Task item:
Among the entries that follow, count the lines that contain the word "blue" and say how many there are, writing nothing else.

Source material:
════════════════════

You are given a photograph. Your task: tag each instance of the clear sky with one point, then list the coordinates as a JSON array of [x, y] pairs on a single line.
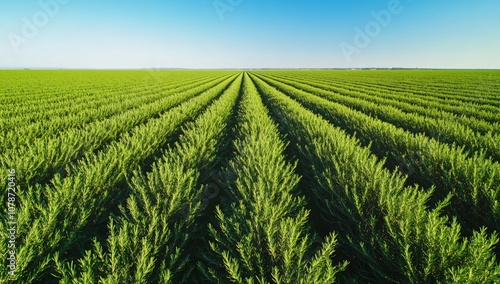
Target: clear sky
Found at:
[[249, 33]]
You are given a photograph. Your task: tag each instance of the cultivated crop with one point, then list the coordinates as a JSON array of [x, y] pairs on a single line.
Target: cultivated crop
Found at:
[[274, 176]]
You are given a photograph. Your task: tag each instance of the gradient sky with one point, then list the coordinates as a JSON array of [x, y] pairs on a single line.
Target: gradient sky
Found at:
[[249, 34]]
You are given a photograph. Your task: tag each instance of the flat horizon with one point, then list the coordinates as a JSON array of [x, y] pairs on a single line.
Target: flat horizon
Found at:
[[239, 34]]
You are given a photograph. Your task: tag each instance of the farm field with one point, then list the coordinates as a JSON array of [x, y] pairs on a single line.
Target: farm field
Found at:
[[260, 176]]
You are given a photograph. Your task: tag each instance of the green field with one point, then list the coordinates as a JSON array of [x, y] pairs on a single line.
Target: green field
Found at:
[[276, 176]]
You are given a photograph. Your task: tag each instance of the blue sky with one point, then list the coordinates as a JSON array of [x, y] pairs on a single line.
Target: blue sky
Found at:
[[249, 34]]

════════════════════

Solution to this task:
2